++++ Dataset excerpts ++++
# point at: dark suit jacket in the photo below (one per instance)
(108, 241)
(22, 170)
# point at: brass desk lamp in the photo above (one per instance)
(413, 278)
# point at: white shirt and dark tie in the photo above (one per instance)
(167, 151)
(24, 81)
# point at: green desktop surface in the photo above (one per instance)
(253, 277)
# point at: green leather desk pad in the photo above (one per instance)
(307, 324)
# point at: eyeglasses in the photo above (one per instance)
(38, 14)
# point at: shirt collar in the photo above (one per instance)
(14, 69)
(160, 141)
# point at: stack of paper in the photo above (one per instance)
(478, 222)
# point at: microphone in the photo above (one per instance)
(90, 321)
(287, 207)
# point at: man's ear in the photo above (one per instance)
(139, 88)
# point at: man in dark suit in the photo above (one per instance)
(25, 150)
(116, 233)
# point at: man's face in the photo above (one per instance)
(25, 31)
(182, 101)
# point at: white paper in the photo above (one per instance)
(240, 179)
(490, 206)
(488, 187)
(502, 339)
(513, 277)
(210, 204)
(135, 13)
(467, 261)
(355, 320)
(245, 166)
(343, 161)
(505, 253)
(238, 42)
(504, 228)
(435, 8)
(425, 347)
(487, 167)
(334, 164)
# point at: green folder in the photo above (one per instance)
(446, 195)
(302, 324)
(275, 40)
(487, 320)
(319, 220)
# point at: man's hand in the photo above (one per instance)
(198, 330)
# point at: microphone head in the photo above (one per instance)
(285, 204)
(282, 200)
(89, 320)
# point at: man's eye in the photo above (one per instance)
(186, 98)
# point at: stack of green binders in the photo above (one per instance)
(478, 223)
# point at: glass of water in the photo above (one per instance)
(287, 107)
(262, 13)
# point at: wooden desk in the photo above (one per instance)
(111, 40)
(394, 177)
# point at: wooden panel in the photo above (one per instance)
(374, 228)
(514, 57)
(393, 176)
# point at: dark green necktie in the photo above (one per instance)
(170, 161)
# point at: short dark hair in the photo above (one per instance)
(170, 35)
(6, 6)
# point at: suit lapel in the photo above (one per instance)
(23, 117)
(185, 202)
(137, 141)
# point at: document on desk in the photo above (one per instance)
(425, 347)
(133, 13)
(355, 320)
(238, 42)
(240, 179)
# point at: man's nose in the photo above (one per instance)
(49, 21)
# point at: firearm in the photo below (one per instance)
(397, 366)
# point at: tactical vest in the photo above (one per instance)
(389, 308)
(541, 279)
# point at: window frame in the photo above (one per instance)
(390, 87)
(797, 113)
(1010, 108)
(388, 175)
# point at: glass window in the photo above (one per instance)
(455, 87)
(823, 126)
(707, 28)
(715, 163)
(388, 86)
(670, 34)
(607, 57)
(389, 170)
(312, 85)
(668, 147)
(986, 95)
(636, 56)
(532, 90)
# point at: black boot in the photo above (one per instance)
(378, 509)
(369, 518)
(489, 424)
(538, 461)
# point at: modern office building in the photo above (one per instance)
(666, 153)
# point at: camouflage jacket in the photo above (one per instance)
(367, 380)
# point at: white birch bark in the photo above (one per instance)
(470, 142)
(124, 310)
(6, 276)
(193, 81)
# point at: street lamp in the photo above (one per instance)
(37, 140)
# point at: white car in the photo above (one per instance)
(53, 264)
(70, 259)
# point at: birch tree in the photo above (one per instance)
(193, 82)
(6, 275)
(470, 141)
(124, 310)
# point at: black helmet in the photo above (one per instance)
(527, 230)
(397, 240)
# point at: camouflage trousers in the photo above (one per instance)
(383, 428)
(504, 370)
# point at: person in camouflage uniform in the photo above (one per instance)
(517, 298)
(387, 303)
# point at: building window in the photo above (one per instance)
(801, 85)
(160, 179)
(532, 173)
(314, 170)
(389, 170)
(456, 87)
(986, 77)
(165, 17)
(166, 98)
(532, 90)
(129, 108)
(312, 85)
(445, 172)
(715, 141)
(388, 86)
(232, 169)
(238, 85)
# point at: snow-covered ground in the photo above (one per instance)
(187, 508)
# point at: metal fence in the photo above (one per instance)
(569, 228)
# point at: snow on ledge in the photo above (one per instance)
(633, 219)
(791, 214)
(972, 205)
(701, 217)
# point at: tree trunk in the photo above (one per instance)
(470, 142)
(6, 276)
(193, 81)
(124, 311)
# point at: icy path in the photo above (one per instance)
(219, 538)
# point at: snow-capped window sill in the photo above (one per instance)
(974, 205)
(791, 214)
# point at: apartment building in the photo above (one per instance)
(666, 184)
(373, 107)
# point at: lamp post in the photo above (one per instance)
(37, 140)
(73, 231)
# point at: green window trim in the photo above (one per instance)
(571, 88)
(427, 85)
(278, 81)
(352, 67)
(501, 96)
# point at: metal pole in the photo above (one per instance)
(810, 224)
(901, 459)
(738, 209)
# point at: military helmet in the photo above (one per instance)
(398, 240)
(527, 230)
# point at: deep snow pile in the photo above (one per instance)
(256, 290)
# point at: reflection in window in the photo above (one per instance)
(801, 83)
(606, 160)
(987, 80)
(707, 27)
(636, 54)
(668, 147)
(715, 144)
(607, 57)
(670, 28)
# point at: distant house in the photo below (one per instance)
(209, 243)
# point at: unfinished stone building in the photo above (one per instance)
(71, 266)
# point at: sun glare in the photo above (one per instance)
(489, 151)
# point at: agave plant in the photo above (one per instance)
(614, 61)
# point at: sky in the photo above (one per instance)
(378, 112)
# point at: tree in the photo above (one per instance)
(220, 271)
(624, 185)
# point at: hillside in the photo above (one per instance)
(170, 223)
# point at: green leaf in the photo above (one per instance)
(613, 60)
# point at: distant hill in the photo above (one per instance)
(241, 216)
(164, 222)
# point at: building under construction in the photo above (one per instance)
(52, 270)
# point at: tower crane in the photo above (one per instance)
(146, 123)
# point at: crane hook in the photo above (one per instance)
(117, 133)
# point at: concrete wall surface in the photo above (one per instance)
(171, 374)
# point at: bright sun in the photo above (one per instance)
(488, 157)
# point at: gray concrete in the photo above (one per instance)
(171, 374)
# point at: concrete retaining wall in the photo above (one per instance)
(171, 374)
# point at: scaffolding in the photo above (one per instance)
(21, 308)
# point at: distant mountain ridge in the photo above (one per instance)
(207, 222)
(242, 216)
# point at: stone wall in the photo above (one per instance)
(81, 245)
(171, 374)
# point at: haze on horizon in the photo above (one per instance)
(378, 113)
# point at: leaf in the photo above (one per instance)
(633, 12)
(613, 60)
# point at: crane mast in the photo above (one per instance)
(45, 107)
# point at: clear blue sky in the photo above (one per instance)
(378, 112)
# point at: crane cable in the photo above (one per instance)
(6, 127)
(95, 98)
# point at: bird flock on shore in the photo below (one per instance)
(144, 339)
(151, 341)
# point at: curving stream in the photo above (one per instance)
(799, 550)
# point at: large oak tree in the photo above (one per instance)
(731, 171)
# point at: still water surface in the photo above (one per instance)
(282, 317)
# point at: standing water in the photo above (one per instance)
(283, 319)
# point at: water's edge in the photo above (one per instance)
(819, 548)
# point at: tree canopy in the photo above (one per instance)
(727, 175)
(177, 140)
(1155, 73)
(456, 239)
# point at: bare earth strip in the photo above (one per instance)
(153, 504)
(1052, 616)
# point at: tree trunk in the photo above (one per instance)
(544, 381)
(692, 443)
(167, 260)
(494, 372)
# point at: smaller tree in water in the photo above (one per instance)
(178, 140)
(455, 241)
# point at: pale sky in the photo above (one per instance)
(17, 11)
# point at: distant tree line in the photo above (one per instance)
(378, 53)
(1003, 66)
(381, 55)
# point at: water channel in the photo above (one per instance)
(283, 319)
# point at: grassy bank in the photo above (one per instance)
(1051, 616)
++++
Description of the task:
Write out all the entries exactly.

Result of the task:
# point at: dark suit jacket in the photo below (one per instance)
(108, 241)
(22, 170)
# point at: brass desk lamp in the photo above (one per instance)
(413, 278)
# point at: white shirt and dark tie in the photo above (one per instance)
(167, 151)
(24, 81)
# point at: green desktop surface in the photo above (one per instance)
(253, 277)
# point at: green leather desk pad in the photo above (one per instance)
(307, 324)
# point at: eyeglasses in the photo above (one per instance)
(38, 14)
# point at: shirt collar in the photo above (one per instance)
(14, 69)
(160, 141)
# point at: stack of paper in the photo above (one per instance)
(478, 222)
# point at: microphone in the photo above (one per instance)
(90, 321)
(287, 207)
# point at: man's ear in the photo above (one per instance)
(139, 88)
# point at: man in dark suit in the photo above (one per instance)
(25, 150)
(116, 233)
# point at: man's face in the photo above (one per instance)
(25, 31)
(182, 101)
# point at: white paper in the photo above (one per instance)
(240, 179)
(490, 206)
(488, 187)
(502, 339)
(513, 277)
(210, 204)
(135, 13)
(467, 261)
(355, 320)
(245, 166)
(343, 161)
(505, 253)
(238, 42)
(504, 228)
(435, 8)
(425, 347)
(487, 167)
(334, 164)
# point at: green folder in the photo above (one per instance)
(446, 195)
(302, 324)
(275, 40)
(487, 320)
(319, 220)
# point at: man's hand in the photo above (one per instance)
(198, 330)
# point at: microphone head in the photo above (one per instance)
(285, 204)
(282, 200)
(89, 320)
# point at: man's eye in the photo above (one per instance)
(186, 98)
# point at: stack of green binders in the photo above (one per instance)
(478, 223)
# point at: glass of water in the photo above (one per instance)
(287, 107)
(262, 13)
# point at: wooden desk in the photo above (one per instance)
(111, 40)
(394, 177)
# point at: wooden panel in the photo above (one per instance)
(374, 228)
(514, 57)
(393, 176)
# point at: dark green necktie in the photo above (one per instance)
(170, 161)
# point at: short dark hair in the photo above (one per instance)
(170, 35)
(6, 6)
# point at: suit lapel in the photo above (one per instance)
(23, 117)
(185, 202)
(137, 141)
# point at: document on desk in the photo above (one per instance)
(425, 347)
(133, 13)
(355, 320)
(238, 42)
(240, 179)
# point at: man's nose in the photo above (one per instance)
(49, 21)
# point at: firearm in the photo below (one per instance)
(397, 366)
# point at: tactical vest in the photo above (one per instance)
(389, 308)
(541, 279)
# point at: window frame in the photo above (one per instance)
(390, 87)
(797, 113)
(1010, 108)
(388, 175)
# point at: glass window in the photo above (one per instance)
(455, 87)
(823, 126)
(707, 28)
(715, 163)
(388, 86)
(670, 34)
(607, 57)
(389, 170)
(312, 85)
(668, 147)
(986, 95)
(636, 56)
(532, 90)
# point at: black boot in the photo above (one per instance)
(378, 509)
(369, 518)
(489, 424)
(538, 461)
# point at: modern office building in the photo above (one per instance)
(666, 153)
# point at: camouflage jacket in the photo above (one per instance)
(367, 380)
# point at: white birch bark in the photo above (one per instance)
(470, 142)
(124, 310)
(6, 276)
(193, 81)
# point at: street lamp in the photo above (one per instance)
(37, 140)
# point at: white car in the photo above (one per instance)
(53, 264)
(70, 259)
# point at: birch tree in the photo above (one per instance)
(193, 82)
(6, 275)
(470, 141)
(124, 310)
# point at: black helmet in the photo above (one per instance)
(527, 230)
(397, 240)
# point at: camouflage trousers in the photo above (one per instance)
(383, 428)
(504, 370)
# point at: person in camouflage uniform in the photo above (one per instance)
(517, 298)
(387, 303)
# point at: building window in the photo above (one per instance)
(801, 85)
(160, 179)
(532, 173)
(314, 170)
(389, 170)
(456, 87)
(986, 77)
(165, 17)
(166, 98)
(532, 90)
(129, 108)
(312, 85)
(445, 172)
(715, 141)
(388, 86)
(232, 169)
(238, 85)
# point at: snow-covered ground in the photo above (one per instance)
(187, 508)
# point at: metal fence in the photo above (one per instance)
(569, 228)
# point at: snow on ledge in the photo above (one per instance)
(633, 219)
(791, 214)
(972, 205)
(701, 217)
# point at: tree trunk in the photo above (one per instance)
(470, 142)
(6, 276)
(193, 81)
(124, 311)
# point at: icy path in the photo above (one per instance)
(219, 538)
# point at: snow-capped window sill in the photo above (one per instance)
(974, 205)
(791, 214)
# point at: apartment building in the photo above (one per instance)
(666, 184)
(373, 107)
# point at: lamp post in the photo above (one per instance)
(37, 140)
(73, 231)
# point at: green window trim in the photo above (one per instance)
(571, 88)
(427, 85)
(278, 81)
(352, 67)
(501, 96)
# point at: metal pole in the photo above (one per instance)
(810, 224)
(901, 459)
(738, 209)
# point at: military helmet in the photo above (one per instance)
(398, 240)
(527, 230)
# point at: deep snow pile in the photo above (one per instance)
(256, 290)
# point at: reflection in window in the photo above (one per instance)
(801, 83)
(606, 160)
(987, 80)
(707, 27)
(636, 54)
(668, 147)
(715, 144)
(607, 57)
(670, 28)
# point at: distant house in the photo below (one per instance)
(209, 243)
# point at: unfinished stone building in the photo above (one per instance)
(71, 266)
# point at: sun glare in the photo above (one per instance)
(489, 151)
# point at: agave plant in the photo above (one per instance)
(614, 61)
# point at: sky in the photo above (one per instance)
(378, 112)
# point at: tree in the photo above (one per instance)
(220, 271)
(624, 185)
# point at: hillside in the photo above (one per instance)
(170, 223)
# point at: green leaf in the photo above (one per instance)
(613, 60)
# point at: distant hill in the photo above (one per instance)
(241, 216)
(164, 222)
# point at: building under construction in the photo above (one per instance)
(52, 270)
# point at: tower crane in the photo above (one per instance)
(146, 123)
# point at: crane hook in the photo above (one per instance)
(117, 133)
# point at: concrete wall surface in the photo above (one per instance)
(171, 374)
# point at: bright sun in the photo above (one per instance)
(488, 157)
# point at: gray concrete in the photo above (one per instance)
(171, 374)
# point at: concrete retaining wall in the photo above (one per instance)
(171, 374)
# point at: scaffolding in the photo above (one per instance)
(21, 308)
# point at: distant mountain ridge in the photo above (one per instance)
(207, 222)
(242, 216)
# point at: stone wall in the photo above (one per instance)
(81, 245)
(171, 374)
# point at: haze on horizon in the photo above (one per instance)
(378, 113)
# point at: leaf in the photo above (one per instance)
(633, 12)
(613, 60)
# point at: crane mast in the photo above (one per instance)
(45, 107)
# point at: clear blue sky in the photo above (one per instance)
(378, 112)
# point at: crane cable in the photo above (one per instance)
(6, 127)
(95, 98)
# point at: bird flock on shore in the photo below (one per instance)
(144, 339)
(151, 341)
# point at: curving stream in the photo above (one per instance)
(799, 550)
# point at: large oak tree in the photo above (one per instance)
(731, 171)
# point at: still water surface in the photo above (one per instance)
(282, 317)
# point at: standing water in the photo above (one per instance)
(283, 319)
# point at: water's edge in the photo above (one per instance)
(819, 548)
# point at: tree canopy in the photo above (one per instance)
(727, 175)
(177, 140)
(1155, 73)
(456, 239)
# point at: bare earth strip in the photo above (one per instance)
(153, 504)
(1052, 616)
# point at: tree trunk in the photo above (one per instance)
(544, 381)
(692, 443)
(167, 260)
(494, 372)
# point at: smaller tree in water in the photo above (one per instance)
(178, 140)
(455, 241)
# point at: pale sky in the photo above (one per instance)
(17, 11)
# point at: distant tree line in the photo above (one per instance)
(378, 53)
(1003, 66)
(381, 55)
# point at: water channel in the photo above (one per instance)
(283, 319)
# point at: grassy bank in the photo above (one per instance)
(1051, 616)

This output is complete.